TRECHO:
====

Gerana Damulakis
Virginia Woolf escreve em Um teto todo seu (Nova Fronteira, 1985) sobre as reações diante de uma prosa, ou de um poema, e exemplifica com um momento de êxtase, ou seja, com um momento de reconhecimento. Lemos e dizemos: "Mas isso é o que sempre senti e soube e desejei!", uma exclamação que condiz com o texto escrito ao modo de uma confissão.
Nem eu sei o que quero com tal lembrança. Encontrar linhas que me encontrem. Vontade de colher trigo, de ler poesia? Vontade de "rodar a baiana"?
Vou correr o risco
de perturbar o universo?
Num só minuto há tempo
Para decisões e revisões, a revogar noutro minuto.
Pois já as conheço todas bem, todas -
Sei as noites, as tardes, as manhãs,
Às colheres de café andei medindo a minha vida;
Sei que se esvaem as vozes em breve agonia
Abafadas na música de um quarto mais além.
Como havia eu de ousar, assim?
Trecho do longo poema de T. S. Eliot, "A Canção de Amor de J. Alfred Prufrock", tradução de João Almeida Flor para a edição de Assírio e Alvim, 1985.
Ilustração: Colhendo Trigo, de Papas Stéphanos.
17 comentários:
Eliot foi um gênio!
Ah, mas aquele momento de que fala Virgínia Woolf é único, e sempre novo.
Um beijo, de quem tem andado muito ocupada, mas está com saudade daqui.
Notável e Simpática Amiga:
"...Virginia Woolf escreve em Um teto todo seu (Nova Fronteira, 1985) sobre as reacções diante de uma prosa, ou de um poema, e exemplifica com um momento de êxtase, ou seja, com um momento de reconhecimento. Lemos e dizemos: "Mas isso é o que sempre senti e soube e desejei!", uma exclamação que condiz com o texto escrito ao modo de uma confissão.
Nem eu sei o que quero com tal lembrança. Encontrar linhas que me encontrem. Vontade de colher trigo, de ler poesia? Vontade de "rodar a baiana"?
Vou correr o risco
de perturbar o universo?..."
Excelente motivo para escrever um livro perfeito.
Porque não o faz?
Virginia Woolf sempre encantou.
Parabéns.
Beijinhos amigos de imenso respeito e estima.
Sempre a admirá-la.
pena
Excelente.

====

MATERIAL FORNECIDO:
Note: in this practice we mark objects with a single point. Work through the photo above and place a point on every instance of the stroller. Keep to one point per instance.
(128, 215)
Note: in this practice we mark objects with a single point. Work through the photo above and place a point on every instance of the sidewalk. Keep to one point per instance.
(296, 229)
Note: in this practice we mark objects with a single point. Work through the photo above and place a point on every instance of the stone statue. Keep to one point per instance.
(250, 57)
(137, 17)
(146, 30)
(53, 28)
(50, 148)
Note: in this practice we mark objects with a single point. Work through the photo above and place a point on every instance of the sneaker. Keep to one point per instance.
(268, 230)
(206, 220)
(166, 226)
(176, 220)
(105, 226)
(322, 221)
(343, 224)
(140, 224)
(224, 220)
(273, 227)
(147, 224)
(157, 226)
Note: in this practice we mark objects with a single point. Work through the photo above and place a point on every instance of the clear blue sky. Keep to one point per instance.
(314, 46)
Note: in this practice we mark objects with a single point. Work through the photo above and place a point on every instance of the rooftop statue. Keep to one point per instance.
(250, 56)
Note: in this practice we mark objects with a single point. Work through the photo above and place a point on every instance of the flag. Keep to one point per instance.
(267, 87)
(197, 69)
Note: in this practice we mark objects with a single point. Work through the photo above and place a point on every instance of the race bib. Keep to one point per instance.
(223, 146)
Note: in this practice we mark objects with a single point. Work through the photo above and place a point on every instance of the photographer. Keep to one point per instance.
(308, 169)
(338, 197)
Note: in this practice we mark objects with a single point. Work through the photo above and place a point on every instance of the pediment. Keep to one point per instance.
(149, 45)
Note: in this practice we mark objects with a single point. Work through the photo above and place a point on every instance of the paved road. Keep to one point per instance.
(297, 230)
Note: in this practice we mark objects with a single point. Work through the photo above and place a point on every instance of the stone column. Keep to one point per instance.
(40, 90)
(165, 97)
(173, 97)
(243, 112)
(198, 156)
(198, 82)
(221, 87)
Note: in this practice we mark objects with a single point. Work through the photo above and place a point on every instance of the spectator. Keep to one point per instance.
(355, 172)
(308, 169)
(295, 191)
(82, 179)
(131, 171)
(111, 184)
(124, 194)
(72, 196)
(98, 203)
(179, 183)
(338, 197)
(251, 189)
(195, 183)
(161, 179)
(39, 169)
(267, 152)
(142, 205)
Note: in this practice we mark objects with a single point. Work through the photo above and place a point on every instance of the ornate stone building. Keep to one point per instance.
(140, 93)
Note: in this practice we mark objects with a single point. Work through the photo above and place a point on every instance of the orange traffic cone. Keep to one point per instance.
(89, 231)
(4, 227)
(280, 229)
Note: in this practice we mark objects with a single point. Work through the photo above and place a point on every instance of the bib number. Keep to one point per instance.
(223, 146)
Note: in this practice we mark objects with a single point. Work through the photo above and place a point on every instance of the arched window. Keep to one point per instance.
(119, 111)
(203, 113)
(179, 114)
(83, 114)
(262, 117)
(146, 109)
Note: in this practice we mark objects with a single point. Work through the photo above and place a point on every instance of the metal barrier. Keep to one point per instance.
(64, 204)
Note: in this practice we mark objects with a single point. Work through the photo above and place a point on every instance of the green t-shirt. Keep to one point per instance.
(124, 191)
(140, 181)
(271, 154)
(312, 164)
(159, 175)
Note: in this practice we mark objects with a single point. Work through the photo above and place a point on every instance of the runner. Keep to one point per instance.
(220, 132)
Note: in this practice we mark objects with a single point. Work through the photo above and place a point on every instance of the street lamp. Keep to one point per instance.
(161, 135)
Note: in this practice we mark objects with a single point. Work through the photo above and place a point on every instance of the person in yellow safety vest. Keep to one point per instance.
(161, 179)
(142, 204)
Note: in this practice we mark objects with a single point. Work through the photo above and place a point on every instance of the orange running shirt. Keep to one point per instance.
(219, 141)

====

O QUE SE PEDE: Escreva a continuação do trecho sobre Virginia Woolf e o momento de reconhecimento na leitura, a partir da última frase apresentada. O material acima provém de uma fonte diferente da do trecho.

RESPOSTA:
Bem-Haja, perfeita e lindíssima amiga.
MUITO OBRIGADO!
E mais Eliot:
"O desejo em si é movimento"
(Burnt Norton)
"O hoje sangra, o amanhã lancina"
(Paisagens)
"A tremenda ousadia de um
/momento de entrega
Que um século de prudência jamsis
/revogará
Por isso, e por isso apenas,
/existimos"
(A terra desolada)
Abraço do SIDNEY WANDERLEY
Conheço o poema com a tradução de Ivan Junqueira, 1981, da Nova Fronteira. É interessante perceber as nuanças de cada tradutor. Como disse Elliot, "abril é o mais cruel dos meses". Abraço.
EU pensei e desejei este texto. e ainda nos trás um belo poema pra começar o dia!
brigadão pelas visitas constantes.
Pois é, Gerana, há momentos assim em que algo a nos perturbar, incita em nós o desejo de resvalar e ir a cata da mudança. Perturbar o universo é perfeito.
Novamente obrigada.
Me fez um bem enorme ler isto hoje.
abraços
Cara Gerana,
Confesso, até meio sem jeito, que tenho dificuldade com Eliot, e todas as vezes que tentei lê-lo, acabo abandonando.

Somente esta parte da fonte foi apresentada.